• **OBJECTIVE**
Give the listing below as a JSON list of strings, one per line with blank lines omitted. Begin at the line that contains "Target: white wall structure" and continue through the last line of the listing.

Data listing
--------

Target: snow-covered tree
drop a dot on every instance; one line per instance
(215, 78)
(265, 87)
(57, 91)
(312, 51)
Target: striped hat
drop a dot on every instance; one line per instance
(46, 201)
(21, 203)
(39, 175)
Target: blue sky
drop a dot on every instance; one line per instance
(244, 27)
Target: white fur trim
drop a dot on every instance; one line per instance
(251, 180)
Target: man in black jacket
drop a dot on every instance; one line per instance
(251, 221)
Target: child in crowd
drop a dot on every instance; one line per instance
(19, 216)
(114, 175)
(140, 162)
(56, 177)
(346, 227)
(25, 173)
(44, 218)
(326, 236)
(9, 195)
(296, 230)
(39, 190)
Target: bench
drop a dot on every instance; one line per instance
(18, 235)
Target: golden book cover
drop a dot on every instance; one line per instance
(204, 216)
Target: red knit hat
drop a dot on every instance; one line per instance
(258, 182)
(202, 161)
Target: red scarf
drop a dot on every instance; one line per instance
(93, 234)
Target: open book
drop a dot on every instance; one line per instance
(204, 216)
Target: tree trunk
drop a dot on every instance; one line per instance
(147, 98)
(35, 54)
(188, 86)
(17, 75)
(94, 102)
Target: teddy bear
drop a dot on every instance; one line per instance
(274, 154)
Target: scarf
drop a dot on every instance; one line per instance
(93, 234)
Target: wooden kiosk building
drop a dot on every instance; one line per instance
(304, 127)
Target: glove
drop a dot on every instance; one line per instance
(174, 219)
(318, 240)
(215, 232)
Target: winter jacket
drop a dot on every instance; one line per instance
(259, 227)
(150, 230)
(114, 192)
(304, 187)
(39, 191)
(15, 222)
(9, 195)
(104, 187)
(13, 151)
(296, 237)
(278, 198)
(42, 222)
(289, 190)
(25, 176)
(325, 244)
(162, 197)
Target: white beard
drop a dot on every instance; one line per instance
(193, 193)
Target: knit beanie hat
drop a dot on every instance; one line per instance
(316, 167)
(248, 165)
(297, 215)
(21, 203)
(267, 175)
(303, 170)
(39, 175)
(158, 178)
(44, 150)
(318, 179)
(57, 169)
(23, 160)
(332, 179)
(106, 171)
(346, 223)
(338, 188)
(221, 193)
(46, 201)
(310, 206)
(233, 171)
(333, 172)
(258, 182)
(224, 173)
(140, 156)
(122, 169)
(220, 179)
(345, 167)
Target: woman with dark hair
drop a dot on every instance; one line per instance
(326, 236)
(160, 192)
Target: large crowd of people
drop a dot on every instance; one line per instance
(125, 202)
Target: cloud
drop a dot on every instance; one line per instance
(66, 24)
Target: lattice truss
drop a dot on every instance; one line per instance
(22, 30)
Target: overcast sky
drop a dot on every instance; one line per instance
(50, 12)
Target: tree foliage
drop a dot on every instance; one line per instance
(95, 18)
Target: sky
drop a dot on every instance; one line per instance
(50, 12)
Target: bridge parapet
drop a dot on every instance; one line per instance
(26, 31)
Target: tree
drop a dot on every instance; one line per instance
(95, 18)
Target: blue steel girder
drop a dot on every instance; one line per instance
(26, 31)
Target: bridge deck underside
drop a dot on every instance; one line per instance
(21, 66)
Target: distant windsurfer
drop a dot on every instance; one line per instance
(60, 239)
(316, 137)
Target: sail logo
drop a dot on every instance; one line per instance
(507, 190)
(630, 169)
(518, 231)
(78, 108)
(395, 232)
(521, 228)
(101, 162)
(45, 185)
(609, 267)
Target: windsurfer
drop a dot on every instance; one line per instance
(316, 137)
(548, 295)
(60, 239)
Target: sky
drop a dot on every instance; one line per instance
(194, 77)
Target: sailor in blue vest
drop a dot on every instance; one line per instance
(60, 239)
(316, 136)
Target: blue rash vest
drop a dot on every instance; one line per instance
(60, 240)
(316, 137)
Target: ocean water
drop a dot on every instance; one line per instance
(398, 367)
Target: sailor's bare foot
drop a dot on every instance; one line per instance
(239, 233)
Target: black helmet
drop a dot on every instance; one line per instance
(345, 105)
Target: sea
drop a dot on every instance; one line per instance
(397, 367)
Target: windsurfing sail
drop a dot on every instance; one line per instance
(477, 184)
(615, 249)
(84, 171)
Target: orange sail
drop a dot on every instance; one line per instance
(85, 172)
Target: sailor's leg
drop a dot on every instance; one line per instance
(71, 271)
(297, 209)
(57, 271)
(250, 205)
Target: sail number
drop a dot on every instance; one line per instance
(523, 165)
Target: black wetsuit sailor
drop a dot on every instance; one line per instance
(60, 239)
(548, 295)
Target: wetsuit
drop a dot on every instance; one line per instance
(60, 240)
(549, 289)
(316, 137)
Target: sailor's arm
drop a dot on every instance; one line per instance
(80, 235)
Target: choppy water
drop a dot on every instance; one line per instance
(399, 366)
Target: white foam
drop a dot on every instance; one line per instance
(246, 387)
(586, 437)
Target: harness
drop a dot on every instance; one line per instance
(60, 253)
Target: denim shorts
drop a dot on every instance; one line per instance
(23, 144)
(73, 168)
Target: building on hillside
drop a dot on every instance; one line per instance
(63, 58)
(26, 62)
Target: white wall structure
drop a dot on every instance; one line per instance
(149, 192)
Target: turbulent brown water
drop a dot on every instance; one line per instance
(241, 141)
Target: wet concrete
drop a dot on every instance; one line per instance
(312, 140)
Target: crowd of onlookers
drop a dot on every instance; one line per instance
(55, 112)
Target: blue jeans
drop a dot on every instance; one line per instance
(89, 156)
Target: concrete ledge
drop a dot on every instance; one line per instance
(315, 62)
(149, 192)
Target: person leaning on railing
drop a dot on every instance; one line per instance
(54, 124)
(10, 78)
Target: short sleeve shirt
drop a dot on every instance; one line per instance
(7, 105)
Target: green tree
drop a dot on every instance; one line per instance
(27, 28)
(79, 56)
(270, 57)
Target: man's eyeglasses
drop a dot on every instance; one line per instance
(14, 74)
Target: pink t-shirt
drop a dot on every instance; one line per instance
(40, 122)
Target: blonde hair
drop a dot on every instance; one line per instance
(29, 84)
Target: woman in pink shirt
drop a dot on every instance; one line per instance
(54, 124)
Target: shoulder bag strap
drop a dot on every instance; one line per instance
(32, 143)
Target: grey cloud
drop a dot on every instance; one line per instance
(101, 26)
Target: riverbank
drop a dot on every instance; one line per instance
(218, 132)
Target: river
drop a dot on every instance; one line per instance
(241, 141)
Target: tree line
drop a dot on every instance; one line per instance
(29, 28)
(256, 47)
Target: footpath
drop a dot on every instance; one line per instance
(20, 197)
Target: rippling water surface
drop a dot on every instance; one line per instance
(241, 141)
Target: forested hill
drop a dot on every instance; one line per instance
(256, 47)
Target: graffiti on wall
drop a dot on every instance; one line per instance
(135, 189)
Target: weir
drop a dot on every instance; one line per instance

--------

• **FULL SOLUTION**
[
  "Target: white wall structure",
  "drop a dot on every instance; one line per instance",
  "(149, 192)",
  "Target: turbulent brown water",
  "drop a dot on every instance; one line per instance",
  "(241, 141)",
  "Target: wet concrete",
  "drop a dot on every instance; one line per instance",
  "(312, 140)",
  "Target: crowd of onlookers",
  "drop a dot on every instance; one line per instance",
  "(55, 112)",
  "Target: blue jeans",
  "drop a dot on every instance; one line per instance",
  "(89, 156)",
  "Target: concrete ledge",
  "drop a dot on every instance; one line per instance",
  "(315, 62)",
  "(149, 192)",
  "Target: person leaning on railing",
  "drop a dot on every instance; one line per instance",
  "(54, 124)",
  "(10, 78)",
  "Target: short sleeve shirt",
  "drop a dot on every instance; one line per instance",
  "(7, 105)",
  "Target: green tree",
  "drop a dot on every instance; one line per instance",
  "(27, 28)",
  "(79, 56)",
  "(270, 57)",
  "Target: man's eyeglasses",
  "drop a dot on every instance; one line per instance",
  "(14, 74)",
  "Target: pink t-shirt",
  "drop a dot on every instance; one line per instance",
  "(40, 122)",
  "Target: blonde hair",
  "drop a dot on every instance; one line per instance",
  "(29, 84)",
  "Target: woman in pink shirt",
  "drop a dot on every instance; one line per instance",
  "(54, 124)",
  "Target: shoulder bag strap",
  "drop a dot on every instance; one line per instance",
  "(32, 143)",
  "Target: grey cloud",
  "drop a dot on every instance; one line per instance",
  "(101, 26)",
  "Target: riverbank",
  "drop a dot on every instance; one line per instance",
  "(218, 132)",
  "Target: river",
  "drop a dot on every instance; one line per instance",
  "(241, 141)",
  "Target: tree line",
  "drop a dot on every instance; one line per instance",
  "(29, 28)",
  "(256, 47)",
  "Target: footpath",
  "drop a dot on every instance; one line per instance",
  "(20, 197)",
  "Target: rippling water surface",
  "drop a dot on every instance; one line per instance",
  "(241, 141)",
  "Target: forested hill",
  "drop a dot on every instance; one line per instance",
  "(256, 47)",
  "Target: graffiti on wall",
  "drop a dot on every instance; one line per instance",
  "(135, 189)",
  "Target: weir",
  "drop a dot on every instance; one line per instance"
]